_JOBS_:
[1] Summarize the forum thread about whipping cream in two sentences.
[2] Retype the forum thread about whipping cream from "## Chief Longwind" up to and including "with less fat.".

_TEXT SHOWN_:

——

# Interesting thought



## Chief Longwind Of The North (Apr 19, 2008)

Now before anyone get's all technical about inferences about concerning word choices, I find it interesting that whipping cream is considered light or heavy depending on the fat content. More fat is labled heavy while less fat is labled light. I completely understand that this means that the cream is heavier in its percentage of fat to water in heavy whipping cream, and vice/versa.

But here's my point. We all know that water is much heavier per unit volume than is fat. So having more fat in the ratio of fat/water found in cream would logically mean that the cream would actually be lighter in weight per unit volume than would cream with less fat.

I know, G.W. you can be quiet now.  There's this old Stix tune running through my head right now, "Too much time on my hands...."

Seeeeeeya; Goodweed of the Nroth


----------



## GB (Apr 19, 2008)

Thats heavy GW.


----------



## kitchenelf (Apr 19, 2008)

GB said:
			
		

> Thats heavy GW.



I think you meant "That's light" - - - - 

I know GW - too much thinking and things just don't make sense anymore! Keep it "shallow"


----------



## Andy M. (Apr 19, 2008)

GB said:


> Thats heavy GW.


 

GB, did you just insult GW?  

I actually think the higher fat content cream is called heavy cream because of the impact on your weight if you use too much of it.


----------



## Maverick2272 (Apr 19, 2008)

——

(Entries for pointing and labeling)
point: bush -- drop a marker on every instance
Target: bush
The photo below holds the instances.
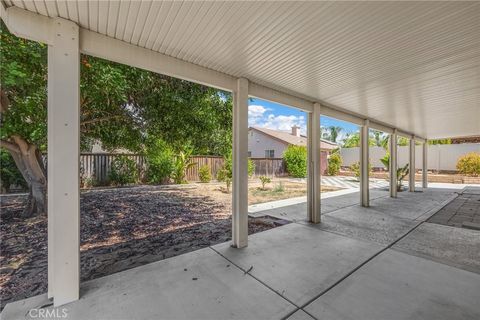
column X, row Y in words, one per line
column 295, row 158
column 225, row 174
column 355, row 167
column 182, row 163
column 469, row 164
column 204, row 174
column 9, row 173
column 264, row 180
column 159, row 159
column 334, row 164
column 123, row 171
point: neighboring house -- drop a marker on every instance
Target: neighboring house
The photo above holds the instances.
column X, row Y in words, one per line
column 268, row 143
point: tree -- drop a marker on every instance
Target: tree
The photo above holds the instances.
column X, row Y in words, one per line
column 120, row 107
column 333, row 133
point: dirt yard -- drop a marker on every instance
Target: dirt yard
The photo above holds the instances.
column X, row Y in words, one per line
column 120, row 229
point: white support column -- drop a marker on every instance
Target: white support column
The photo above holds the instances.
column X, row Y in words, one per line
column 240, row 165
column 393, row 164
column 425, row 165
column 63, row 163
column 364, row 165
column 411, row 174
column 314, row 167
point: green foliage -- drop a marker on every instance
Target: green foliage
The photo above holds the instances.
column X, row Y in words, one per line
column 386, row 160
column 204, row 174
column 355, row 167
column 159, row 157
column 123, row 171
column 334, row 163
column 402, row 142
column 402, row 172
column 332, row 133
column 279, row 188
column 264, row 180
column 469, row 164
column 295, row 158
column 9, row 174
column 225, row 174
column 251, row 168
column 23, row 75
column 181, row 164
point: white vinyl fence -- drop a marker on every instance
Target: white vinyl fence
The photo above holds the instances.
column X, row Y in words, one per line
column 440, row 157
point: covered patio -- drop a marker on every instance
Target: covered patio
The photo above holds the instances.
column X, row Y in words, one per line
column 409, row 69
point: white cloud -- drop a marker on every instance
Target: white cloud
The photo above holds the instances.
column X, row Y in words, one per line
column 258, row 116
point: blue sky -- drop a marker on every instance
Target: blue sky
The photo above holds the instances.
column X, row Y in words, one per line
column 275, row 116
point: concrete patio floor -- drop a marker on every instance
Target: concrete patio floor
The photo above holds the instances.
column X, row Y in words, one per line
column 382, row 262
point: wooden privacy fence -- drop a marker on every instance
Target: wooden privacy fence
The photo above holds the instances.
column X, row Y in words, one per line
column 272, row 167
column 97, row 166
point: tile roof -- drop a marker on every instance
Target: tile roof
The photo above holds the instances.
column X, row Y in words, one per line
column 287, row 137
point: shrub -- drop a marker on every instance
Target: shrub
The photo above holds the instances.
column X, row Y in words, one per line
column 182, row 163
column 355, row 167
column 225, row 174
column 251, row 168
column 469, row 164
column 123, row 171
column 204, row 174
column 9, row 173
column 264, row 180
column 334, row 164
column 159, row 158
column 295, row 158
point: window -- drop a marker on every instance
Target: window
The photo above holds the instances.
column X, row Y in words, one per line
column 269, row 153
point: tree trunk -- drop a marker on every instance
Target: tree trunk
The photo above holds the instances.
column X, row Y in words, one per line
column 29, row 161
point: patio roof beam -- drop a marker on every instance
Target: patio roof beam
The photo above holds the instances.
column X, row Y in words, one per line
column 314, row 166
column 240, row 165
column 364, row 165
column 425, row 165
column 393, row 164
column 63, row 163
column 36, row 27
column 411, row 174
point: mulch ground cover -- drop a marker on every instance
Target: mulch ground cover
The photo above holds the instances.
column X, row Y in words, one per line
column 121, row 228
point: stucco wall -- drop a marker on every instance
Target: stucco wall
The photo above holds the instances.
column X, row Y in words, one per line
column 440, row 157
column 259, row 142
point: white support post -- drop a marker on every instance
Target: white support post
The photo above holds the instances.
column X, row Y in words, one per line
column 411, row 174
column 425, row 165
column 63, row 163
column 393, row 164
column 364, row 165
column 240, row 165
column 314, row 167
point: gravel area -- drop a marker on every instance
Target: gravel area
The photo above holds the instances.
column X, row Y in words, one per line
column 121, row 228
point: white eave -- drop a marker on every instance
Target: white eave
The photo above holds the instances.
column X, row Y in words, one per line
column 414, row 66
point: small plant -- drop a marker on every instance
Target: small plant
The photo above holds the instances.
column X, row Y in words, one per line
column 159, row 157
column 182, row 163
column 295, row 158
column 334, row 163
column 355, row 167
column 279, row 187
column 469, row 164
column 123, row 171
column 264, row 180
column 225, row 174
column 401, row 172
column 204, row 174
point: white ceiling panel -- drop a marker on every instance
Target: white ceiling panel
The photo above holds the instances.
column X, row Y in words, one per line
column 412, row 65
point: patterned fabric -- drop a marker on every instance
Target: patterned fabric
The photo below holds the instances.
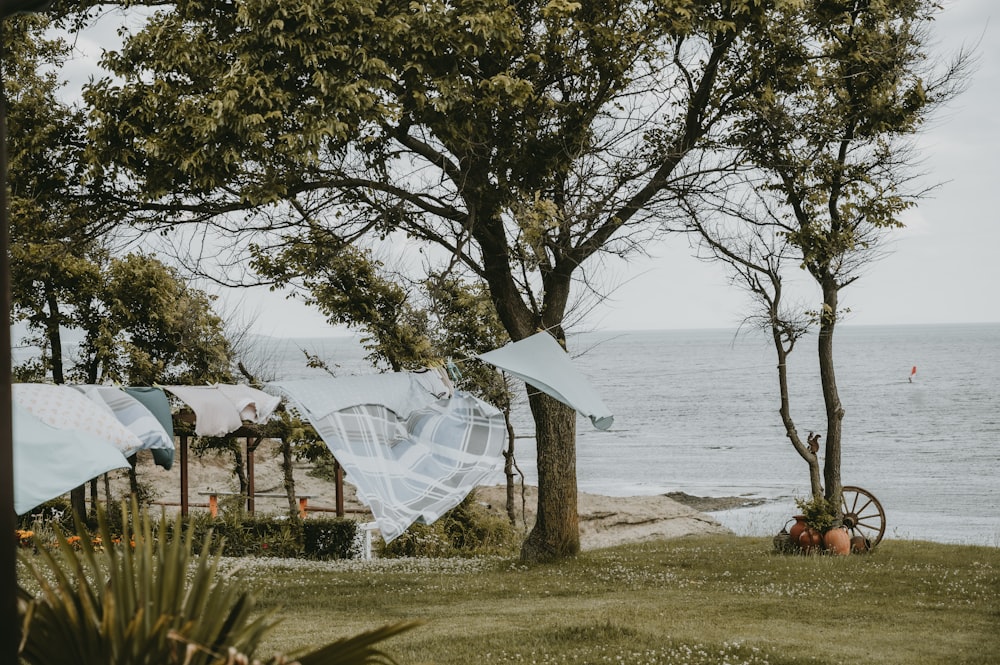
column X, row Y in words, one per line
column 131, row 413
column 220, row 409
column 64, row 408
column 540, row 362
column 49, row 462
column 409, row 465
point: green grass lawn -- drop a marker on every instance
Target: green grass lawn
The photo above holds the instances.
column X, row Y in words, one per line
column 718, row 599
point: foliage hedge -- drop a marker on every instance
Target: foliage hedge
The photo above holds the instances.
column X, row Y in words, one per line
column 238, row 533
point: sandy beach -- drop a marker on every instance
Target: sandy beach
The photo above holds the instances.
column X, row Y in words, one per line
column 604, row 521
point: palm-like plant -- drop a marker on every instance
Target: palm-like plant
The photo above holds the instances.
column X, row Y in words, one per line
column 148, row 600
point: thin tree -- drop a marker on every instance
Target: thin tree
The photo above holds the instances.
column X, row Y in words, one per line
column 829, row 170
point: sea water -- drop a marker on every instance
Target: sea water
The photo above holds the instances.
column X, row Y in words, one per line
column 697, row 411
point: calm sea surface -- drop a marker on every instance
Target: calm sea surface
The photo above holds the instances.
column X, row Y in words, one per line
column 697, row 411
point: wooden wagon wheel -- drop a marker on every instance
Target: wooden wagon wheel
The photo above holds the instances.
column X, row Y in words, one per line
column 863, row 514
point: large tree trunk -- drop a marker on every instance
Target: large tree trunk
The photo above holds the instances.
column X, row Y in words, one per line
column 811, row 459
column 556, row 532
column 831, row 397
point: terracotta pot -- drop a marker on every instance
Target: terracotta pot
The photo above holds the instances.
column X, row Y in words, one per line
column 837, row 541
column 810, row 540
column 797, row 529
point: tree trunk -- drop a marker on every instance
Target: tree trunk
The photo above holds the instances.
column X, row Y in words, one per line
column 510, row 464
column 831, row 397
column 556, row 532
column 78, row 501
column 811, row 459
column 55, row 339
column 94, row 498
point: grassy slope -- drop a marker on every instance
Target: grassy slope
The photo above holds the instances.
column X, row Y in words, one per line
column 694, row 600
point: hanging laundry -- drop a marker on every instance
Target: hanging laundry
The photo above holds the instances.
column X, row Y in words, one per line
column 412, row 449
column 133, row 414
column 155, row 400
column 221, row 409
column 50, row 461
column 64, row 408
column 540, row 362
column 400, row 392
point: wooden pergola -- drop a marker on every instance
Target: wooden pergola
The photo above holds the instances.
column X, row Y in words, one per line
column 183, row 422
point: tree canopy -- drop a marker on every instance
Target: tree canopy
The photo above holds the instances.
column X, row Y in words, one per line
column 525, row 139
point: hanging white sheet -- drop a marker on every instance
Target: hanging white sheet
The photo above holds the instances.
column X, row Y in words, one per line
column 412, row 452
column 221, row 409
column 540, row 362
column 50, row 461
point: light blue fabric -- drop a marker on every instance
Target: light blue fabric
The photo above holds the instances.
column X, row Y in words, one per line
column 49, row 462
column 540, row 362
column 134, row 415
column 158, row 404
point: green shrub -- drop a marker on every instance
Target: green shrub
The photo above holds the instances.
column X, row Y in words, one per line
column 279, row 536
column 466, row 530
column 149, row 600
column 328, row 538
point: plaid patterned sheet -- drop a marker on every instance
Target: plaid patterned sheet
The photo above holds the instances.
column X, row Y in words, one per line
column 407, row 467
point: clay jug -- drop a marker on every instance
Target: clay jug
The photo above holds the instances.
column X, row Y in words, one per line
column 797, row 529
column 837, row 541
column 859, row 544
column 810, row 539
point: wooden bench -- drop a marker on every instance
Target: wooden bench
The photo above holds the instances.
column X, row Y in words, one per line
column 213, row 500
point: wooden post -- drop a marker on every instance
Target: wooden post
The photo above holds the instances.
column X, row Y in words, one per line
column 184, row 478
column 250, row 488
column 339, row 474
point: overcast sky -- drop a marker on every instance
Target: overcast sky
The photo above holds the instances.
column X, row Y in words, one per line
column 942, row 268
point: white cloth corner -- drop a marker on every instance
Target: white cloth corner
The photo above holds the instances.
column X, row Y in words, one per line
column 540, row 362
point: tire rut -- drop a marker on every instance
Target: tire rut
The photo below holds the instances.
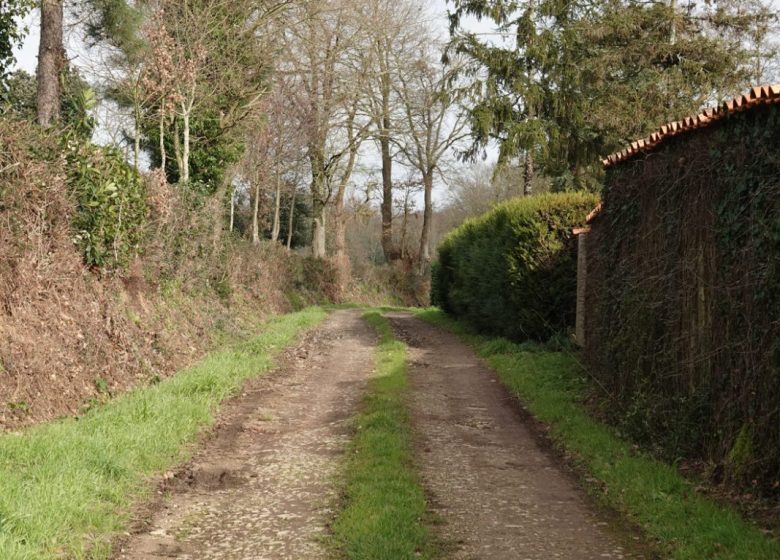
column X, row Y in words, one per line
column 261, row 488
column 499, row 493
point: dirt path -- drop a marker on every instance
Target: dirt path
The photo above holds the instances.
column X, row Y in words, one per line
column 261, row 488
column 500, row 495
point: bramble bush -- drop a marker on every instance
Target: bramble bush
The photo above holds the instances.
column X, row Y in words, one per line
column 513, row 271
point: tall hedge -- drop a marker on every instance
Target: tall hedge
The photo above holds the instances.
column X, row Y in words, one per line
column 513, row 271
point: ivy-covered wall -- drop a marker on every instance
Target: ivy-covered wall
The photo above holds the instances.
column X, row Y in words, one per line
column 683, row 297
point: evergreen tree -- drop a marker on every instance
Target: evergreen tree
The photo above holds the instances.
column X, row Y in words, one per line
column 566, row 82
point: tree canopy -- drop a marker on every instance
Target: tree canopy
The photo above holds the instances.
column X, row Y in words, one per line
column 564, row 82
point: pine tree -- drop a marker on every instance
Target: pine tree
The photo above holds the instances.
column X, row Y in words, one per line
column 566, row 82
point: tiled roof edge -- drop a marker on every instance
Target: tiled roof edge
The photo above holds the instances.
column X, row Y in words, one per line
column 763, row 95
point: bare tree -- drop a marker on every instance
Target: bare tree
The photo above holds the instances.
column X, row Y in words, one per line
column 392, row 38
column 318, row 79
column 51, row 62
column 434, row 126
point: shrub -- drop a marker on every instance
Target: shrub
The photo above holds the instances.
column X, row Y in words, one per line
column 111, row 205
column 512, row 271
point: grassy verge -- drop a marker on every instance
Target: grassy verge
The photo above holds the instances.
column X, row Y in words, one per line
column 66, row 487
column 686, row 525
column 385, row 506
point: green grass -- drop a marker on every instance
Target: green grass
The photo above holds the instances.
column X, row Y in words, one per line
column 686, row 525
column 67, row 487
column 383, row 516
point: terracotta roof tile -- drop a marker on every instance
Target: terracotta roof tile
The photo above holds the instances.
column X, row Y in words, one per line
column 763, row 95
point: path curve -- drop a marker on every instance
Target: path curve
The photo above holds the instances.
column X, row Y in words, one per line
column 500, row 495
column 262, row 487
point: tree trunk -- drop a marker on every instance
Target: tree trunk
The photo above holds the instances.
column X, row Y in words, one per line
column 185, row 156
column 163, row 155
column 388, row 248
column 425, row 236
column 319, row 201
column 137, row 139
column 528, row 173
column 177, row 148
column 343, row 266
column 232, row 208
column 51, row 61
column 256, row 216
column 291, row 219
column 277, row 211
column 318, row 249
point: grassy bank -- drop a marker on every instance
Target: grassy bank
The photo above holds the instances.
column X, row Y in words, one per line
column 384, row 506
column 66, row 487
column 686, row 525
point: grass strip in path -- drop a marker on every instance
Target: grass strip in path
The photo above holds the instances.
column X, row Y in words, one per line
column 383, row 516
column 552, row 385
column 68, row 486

——

_LIST OF SOLUTIONS_:
[1] Chief Longwind Of The North points out that whipping cream is labeled heavy or light by its fat content, but since water is much heavier per unit volume than fat, cream with more fat should actually weigh less per unit volume. In the replies, GB calls the thought heavy, kitchenelf answers that it's light, and Andy M. suggests heavy cream is named for its impact on your weight if you use too much of it.

[2]
## Chief Longwind Of The North (Apr 19, 2008)

Now before anyone get's all technical about inferences about concerning word choices, I find it interesting that whipping cream is considered light or heavy depending on the fat content. More fat is labled heavy while less fat is labled light. I completely understand that this means that the cream is heavier in its percentage of fat to water in heavy whipping cream, and vice/versa.

But here's my point. We all know that water is much heavier per unit volume than is fat. So having more fat in the ratio of fat/water found in cream would logically mean that the cream would actually be lighter in weight per unit volume than would cream with less fat.